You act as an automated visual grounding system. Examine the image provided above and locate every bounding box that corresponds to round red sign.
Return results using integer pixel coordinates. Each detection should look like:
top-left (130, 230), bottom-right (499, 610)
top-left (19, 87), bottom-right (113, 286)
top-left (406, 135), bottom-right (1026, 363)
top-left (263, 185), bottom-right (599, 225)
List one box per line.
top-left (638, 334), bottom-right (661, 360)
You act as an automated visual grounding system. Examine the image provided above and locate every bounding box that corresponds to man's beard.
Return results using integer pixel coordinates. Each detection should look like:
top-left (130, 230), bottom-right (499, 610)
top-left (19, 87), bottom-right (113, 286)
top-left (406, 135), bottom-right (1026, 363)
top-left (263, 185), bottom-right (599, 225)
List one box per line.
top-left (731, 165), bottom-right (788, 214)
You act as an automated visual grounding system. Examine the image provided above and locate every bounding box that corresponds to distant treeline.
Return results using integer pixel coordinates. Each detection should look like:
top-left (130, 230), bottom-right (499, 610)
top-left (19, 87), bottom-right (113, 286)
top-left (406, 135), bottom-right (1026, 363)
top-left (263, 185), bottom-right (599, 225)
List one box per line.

Exercise aim: Whenever "above" shows up in a line of the listing, copy that whole line.

Answer for this exercise:
You act as an automated visual grounding system. Examine the image provided above and locate every bounding box that corresponds to round red sign.
You act as an automated visual grounding system. Examine the image provided above and locate every bounding box that corresponds to man's beard.
You act as an automated visual grounding system. Examine the image provided above and locate every bounding box that corresponds to distant treeline.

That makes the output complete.